[Records from a data source]

------------------------------------------------------------

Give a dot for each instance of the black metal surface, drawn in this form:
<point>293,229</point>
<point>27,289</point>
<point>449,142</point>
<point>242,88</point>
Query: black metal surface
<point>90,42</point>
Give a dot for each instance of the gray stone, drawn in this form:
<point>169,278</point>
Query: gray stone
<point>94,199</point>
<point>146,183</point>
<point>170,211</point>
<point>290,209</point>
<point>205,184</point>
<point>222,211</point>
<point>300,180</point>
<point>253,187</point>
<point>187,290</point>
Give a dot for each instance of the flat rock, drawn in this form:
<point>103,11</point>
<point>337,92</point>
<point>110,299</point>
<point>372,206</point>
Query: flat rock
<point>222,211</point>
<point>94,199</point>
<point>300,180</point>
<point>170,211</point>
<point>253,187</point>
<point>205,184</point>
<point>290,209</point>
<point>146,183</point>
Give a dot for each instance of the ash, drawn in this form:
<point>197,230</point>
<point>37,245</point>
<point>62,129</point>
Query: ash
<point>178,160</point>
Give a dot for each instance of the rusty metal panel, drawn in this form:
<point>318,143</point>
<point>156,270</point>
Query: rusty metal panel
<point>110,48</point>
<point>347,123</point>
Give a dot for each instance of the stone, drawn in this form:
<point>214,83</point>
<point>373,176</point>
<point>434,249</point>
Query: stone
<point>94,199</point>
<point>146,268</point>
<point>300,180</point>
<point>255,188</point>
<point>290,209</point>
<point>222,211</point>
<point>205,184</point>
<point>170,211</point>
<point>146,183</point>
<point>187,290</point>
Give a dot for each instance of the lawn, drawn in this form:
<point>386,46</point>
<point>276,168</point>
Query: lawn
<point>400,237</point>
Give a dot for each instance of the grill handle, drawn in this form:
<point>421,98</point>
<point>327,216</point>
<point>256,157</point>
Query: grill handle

------------------------------------------------------------

- Prompt -
Take the lines above from the first through the one containing "<point>169,278</point>" and reproduce them exactly; include nothing else.

- Exercise response -
Give a dot for each instance of the black metal surface, drawn in this form:
<point>293,229</point>
<point>27,289</point>
<point>449,142</point>
<point>242,88</point>
Query: black metal surface
<point>90,42</point>
Give a dot for each instance of the gray stone, drawn in this form:
<point>169,278</point>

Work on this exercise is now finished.